Records shown
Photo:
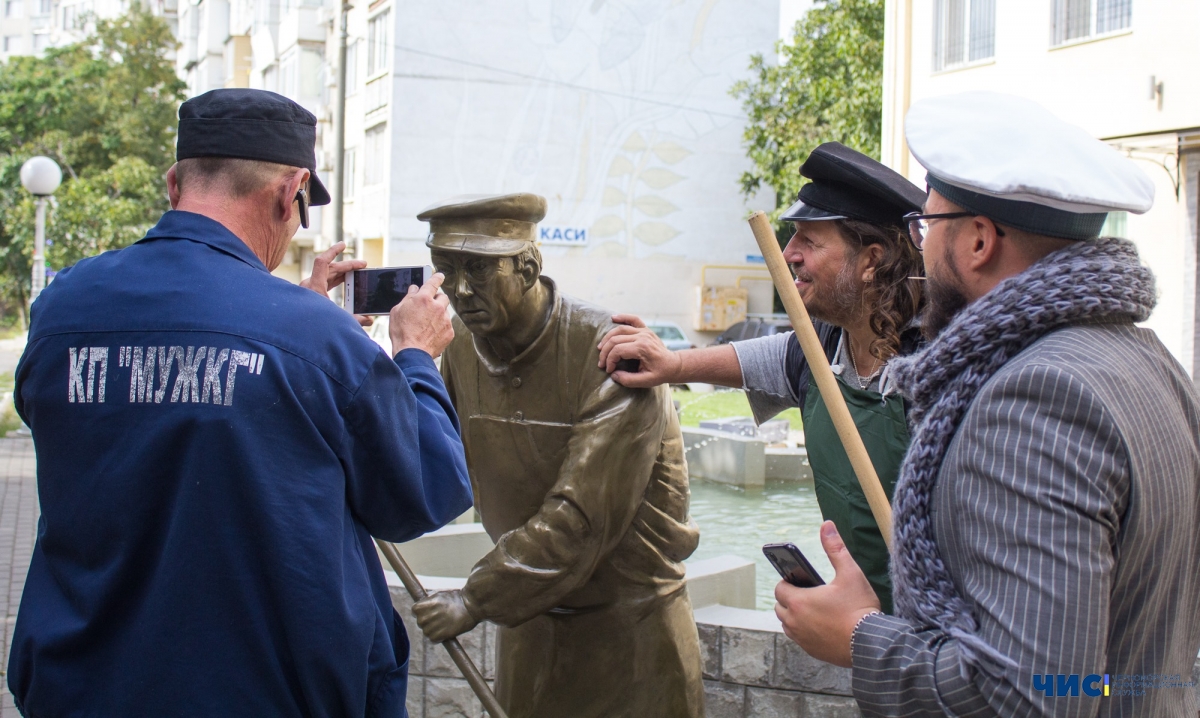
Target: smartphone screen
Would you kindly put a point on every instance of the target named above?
(792, 566)
(376, 291)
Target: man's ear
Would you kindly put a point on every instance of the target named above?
(173, 192)
(287, 198)
(529, 271)
(982, 246)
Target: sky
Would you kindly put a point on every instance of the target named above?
(789, 12)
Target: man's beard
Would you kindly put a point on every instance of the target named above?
(943, 301)
(838, 305)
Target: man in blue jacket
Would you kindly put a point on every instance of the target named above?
(216, 448)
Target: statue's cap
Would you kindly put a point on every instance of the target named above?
(490, 225)
(847, 184)
(1014, 161)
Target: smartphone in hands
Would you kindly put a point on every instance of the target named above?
(792, 566)
(376, 291)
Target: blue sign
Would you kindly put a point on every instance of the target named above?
(563, 235)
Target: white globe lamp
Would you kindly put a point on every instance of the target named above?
(41, 177)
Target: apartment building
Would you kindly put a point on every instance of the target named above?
(1120, 69)
(618, 112)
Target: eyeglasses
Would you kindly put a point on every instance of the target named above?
(918, 225)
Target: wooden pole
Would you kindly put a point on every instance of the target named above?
(819, 364)
(466, 665)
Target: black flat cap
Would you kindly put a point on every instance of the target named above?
(251, 125)
(847, 184)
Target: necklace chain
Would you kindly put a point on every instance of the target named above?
(862, 382)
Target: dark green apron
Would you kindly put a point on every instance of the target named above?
(881, 423)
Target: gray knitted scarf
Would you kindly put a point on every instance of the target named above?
(1085, 282)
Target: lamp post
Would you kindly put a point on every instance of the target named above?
(41, 177)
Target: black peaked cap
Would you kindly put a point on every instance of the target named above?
(251, 125)
(847, 184)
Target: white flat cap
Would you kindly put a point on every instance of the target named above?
(1012, 160)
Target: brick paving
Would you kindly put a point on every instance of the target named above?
(18, 530)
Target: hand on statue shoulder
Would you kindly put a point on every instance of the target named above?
(630, 340)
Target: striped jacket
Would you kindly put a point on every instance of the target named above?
(1067, 510)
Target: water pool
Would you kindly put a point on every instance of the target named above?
(738, 522)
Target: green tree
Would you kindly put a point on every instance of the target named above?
(827, 87)
(106, 111)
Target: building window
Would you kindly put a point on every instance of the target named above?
(964, 31)
(378, 42)
(287, 81)
(352, 67)
(271, 78)
(348, 173)
(1080, 19)
(375, 168)
(312, 73)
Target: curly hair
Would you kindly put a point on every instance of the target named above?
(895, 298)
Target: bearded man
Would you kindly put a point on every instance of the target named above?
(579, 480)
(856, 270)
(1047, 515)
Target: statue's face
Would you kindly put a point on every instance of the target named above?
(485, 292)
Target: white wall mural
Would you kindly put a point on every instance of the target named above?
(617, 111)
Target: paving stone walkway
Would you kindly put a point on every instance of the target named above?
(18, 530)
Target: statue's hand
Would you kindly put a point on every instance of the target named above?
(443, 615)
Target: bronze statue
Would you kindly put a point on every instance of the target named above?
(579, 480)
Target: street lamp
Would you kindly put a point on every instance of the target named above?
(40, 175)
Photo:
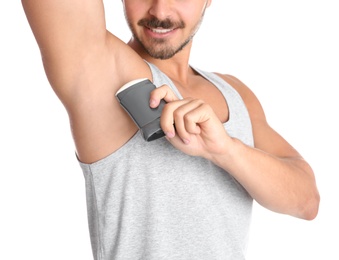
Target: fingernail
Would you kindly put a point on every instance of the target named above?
(169, 134)
(186, 141)
(152, 103)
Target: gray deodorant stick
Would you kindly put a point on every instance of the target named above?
(134, 98)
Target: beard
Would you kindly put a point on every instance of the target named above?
(161, 48)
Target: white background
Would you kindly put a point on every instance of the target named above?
(285, 51)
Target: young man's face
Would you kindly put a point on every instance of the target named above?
(164, 27)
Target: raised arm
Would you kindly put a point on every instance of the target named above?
(85, 65)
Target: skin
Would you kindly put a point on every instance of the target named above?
(86, 65)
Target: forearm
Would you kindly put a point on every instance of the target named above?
(284, 185)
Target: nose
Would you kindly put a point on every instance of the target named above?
(161, 9)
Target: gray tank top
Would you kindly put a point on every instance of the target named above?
(149, 201)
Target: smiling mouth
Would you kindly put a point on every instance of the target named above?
(160, 30)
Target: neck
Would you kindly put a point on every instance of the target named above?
(177, 68)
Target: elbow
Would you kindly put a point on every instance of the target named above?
(310, 208)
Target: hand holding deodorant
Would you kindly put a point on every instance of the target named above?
(134, 98)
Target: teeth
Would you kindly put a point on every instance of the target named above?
(157, 30)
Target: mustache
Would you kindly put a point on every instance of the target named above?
(156, 23)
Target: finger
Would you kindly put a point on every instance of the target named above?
(167, 116)
(187, 118)
(162, 92)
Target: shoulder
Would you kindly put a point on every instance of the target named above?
(250, 99)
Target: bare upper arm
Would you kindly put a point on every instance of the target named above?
(265, 137)
(85, 65)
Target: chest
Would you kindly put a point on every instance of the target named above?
(205, 90)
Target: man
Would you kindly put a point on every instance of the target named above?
(188, 195)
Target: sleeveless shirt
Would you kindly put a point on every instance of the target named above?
(149, 201)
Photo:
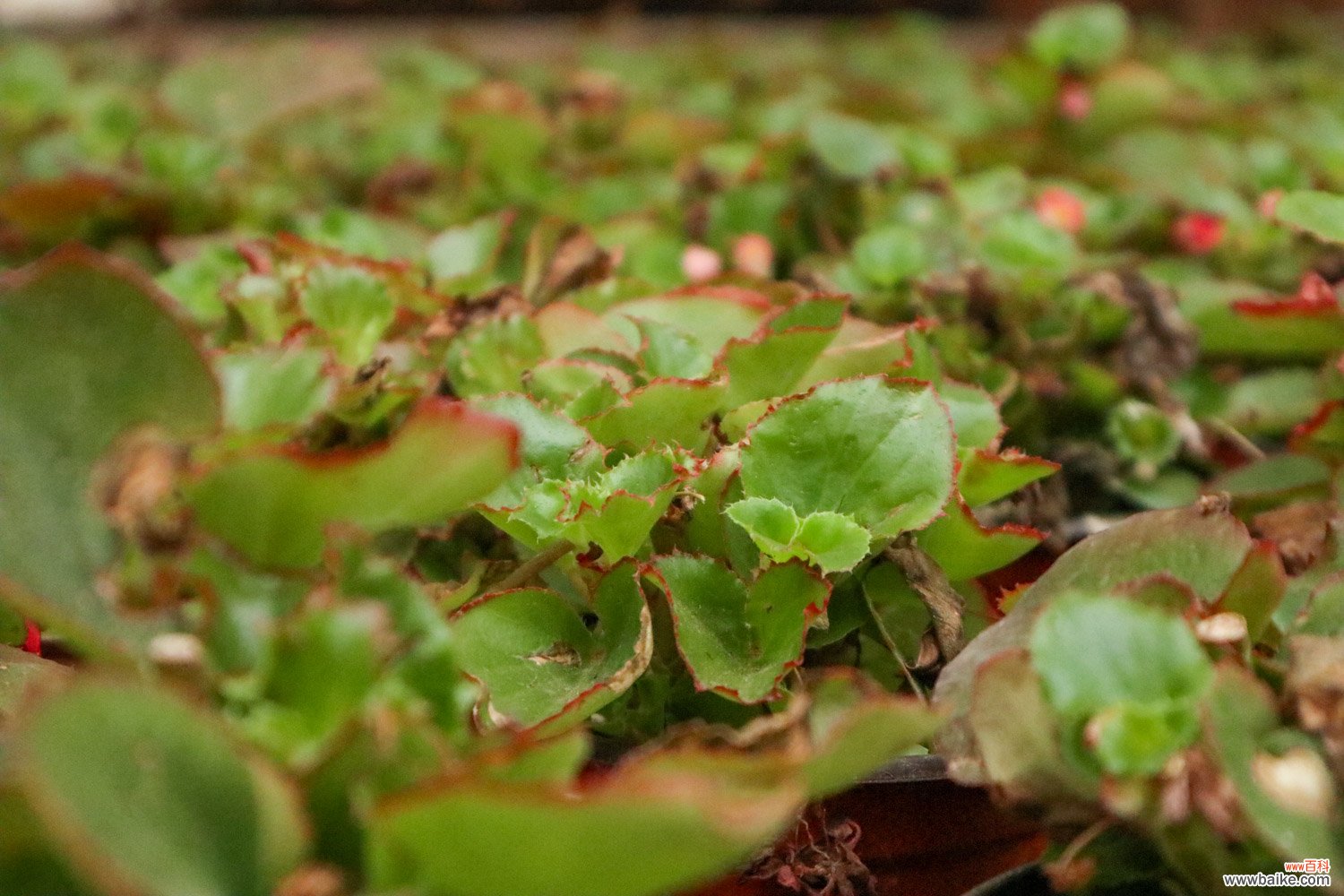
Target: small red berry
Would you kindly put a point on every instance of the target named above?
(1061, 209)
(1198, 233)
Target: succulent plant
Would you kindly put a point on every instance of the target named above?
(441, 477)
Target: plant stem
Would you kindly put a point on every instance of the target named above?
(930, 583)
(532, 567)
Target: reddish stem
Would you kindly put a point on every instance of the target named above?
(32, 641)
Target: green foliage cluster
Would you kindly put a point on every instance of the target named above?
(448, 479)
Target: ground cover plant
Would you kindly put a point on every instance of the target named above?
(433, 477)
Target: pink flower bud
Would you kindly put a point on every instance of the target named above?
(1268, 203)
(701, 263)
(753, 254)
(1075, 99)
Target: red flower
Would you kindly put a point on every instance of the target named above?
(1198, 233)
(1314, 297)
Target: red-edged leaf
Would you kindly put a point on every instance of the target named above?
(738, 638)
(273, 505)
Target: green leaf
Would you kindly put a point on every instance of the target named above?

Set task
Reproduce all of the data above with "put a point on" replaced by "place a marker on" wherever it occurs, changing nothing else. Leave the pictures out.

Response below
Photo:
Target: smartphone screen
Would you kindly place a marker on every instance of the target named above?
(792, 566)
(376, 291)
Target: man's ear
Would you kindly place a marker on every instance of the target named above?
(173, 192)
(287, 198)
(529, 271)
(982, 246)
Target: sky
Would you kindly place a marker on every instance of the target named above?
(789, 12)
Target: man's beard
Would you kindly place a marker on every instance of the target named above?
(943, 301)
(838, 305)
Target: man in blue jacket
Would you kindly place a marker on every instance of the target named above?
(216, 448)
Target: statue's cap
Would you kindly place a marker on every instance of the target named above?
(490, 225)
(847, 184)
(1014, 161)
Target: smartphone in hands
Would you kindly place a marker on every instance of the target named above?
(792, 566)
(376, 291)
Target: blue sign
Would you kindly place a marker on every instance of the target named above?
(563, 235)
Target: white globe lamp
Would you kindly place a marker on every instance of the target named above?
(41, 177)
Target: apartment building
Would you kindly place a marker on every instance of the target named above?
(1120, 69)
(618, 112)
Target: eyeglasses
Would you kindly place a marker on every instance of the target named above?
(918, 225)
Target: wooden pole
Would you kindly place a marker on every instance of the target named above?
(819, 364)
(466, 665)
Target: black flat cap
Would you kindly place a marker on every instance of the target named above?
(251, 125)
(847, 184)
Target: necklace chain
Would you kindly place a marker on every instance of the target named above?
(862, 382)
Target: dark green apron
Would you kindly place a marker on every instance of the target named above?
(881, 423)
Target: gray knitted scarf
Would you kindly place a marker on every instance of the target named above?
(1085, 282)
Target: lamp post
Would you kindly place a marker on every instance of the target named above?
(41, 177)
Target: black peaked cap
Would you kindly place a marker on every instance of the target named above?
(251, 125)
(847, 184)
Target: white flat cap
Would you kindly place a marker on every instance of the target named above?
(1012, 160)
Target: brick paving
Would you kindly place a marker on every instance of the target named above?
(18, 530)
Target: hand on statue shoulder
Would you kindly place a marker on every instance of the target named above?
(630, 340)
Target: striped jacket
Would you kindly place a marker on every instance of the target named above?
(1067, 510)
Target: water pool
Would you kindly place a marker on every instance of the target named above?
(738, 522)
Target: green tree
Would you kindly place a marker on every instance of the target named above?
(827, 87)
(106, 111)
Target: building window
Would you kindly place a marker on every instance of the target named above?
(964, 31)
(378, 42)
(287, 81)
(352, 67)
(271, 78)
(348, 173)
(1080, 19)
(375, 168)
(312, 73)
Target: curly hair
Would you kindly place a marker on every instance of the target named above?
(895, 298)
Target: bearded man
Would you kindly place a marker on every instance of the target named above?
(579, 480)
(856, 270)
(1047, 515)
Target: statue's face
Would you kindly place a marker on every instance of the target named above?
(485, 292)
Target: white wall mural
Would you kindly place a marker on every instance of the target named above?
(617, 111)
Target: paving stone walkway
Would you kindly place a marker on every instance of the target named above?
(18, 530)
Target: statue's hand
Would you kindly place a marker on every instance of the target named above?
(443, 615)
Target: bronze statue
Would you kindly place a marker on every instance of the target named above?
(579, 480)
Target: street lamp
Would you kindly place a marker on every instance of the target named above?
(40, 175)
Photo:
Target: fingernail
Would you kindly place a marker on every instance of the target named above?
(169, 134)
(186, 141)
(152, 103)
Target: gray deodorant stick
Would you kindly place a marker on every instance of the target named above?
(134, 98)
Target: beard
Would you kindly place a marker on every instance of the target named above?
(161, 48)
Target: white background
Would you kindly place a marker on every instance of the target named above?
(285, 51)
Target: young man's face
Would you kindly place a marker on every instance of the target named above?
(164, 27)
Target: raised arm
Would you kindly place a marker on every instance of the target named above?
(85, 65)
Target: skin
Would you kindly place a marker on every instance of the target named above?
(86, 65)
Target: forearm
Would you kindly place a marker on every instance of the target named above?
(284, 185)
Target: nose
Would you kindly place a marker on every instance of the target named above?
(161, 9)
Target: gray tank top
Would you kindly place a marker on every instance of the target named above?
(149, 201)
Target: smiling mouth
Would you kindly place a marker on every instance of the target named above?
(160, 30)
Target: neck
Would you kindly place a marker on every instance of the target named above?
(177, 68)
Target: elbow
Would you kindly place a marker on every instance of the target named above?
(310, 208)
Target: hand holding deodorant
Would you kindly place a marker on every instance of the target named above?
(134, 98)
Target: teeth
Would you kindly place a marker on every instance of the target named above?
(157, 30)
Target: mustache
Would you kindly place a marker on every instance of the target named above?
(156, 23)
Target: finger
Would you kindly place a marker on every instance of the target named above?
(167, 116)
(187, 118)
(162, 92)
Target: shoulder
Would you kindly place a marker on every instance of the target named above?
(250, 99)
Target: bare upper arm
Would you kindly place a marker on every instance of the target named above?
(265, 137)
(85, 65)
Target: chest
Would you kindly place a marker on every instance of the target named above?
(205, 90)
Target: man
Would you kindly place a marker on every instance of the target named above?
(188, 195)
Target: sleeveless shirt
Would you kindly place a marker on every instance of the target named above?
(149, 201)
Photo:
Target: small red berry
Would you kindly place a marker on every instance of the target named above?
(1061, 209)
(1198, 233)
Target: succulent plant
Would you kindly place a marker on every instance of the target named above?
(441, 477)
Target: plant stem
Would you kindly place a marker on every instance of the target named above?
(930, 583)
(532, 567)
Target: reddish stem
Would you kindly place a marker on every instance of the target named above?
(32, 641)
Target: green foliage cluster
Would you kindly place a marker on every instance of the target named above?
(448, 479)
Target: ground cover plant
Would you kindly place a marker on every instance of the target named above?
(433, 477)
Target: pink flower bud
Would you kindly place a marker on every instance of the target named above?
(1268, 203)
(701, 263)
(753, 254)
(1075, 99)
Target: red flower
Would you kindly place a marker on every instance of the target named above?
(1198, 233)
(1314, 297)
Target: red-edged leaf
Would you kindly place a marker on every instance of the target named above?
(738, 638)
(273, 505)
Target: green leaf
Would you kindly place a marker on every instance of the target named above?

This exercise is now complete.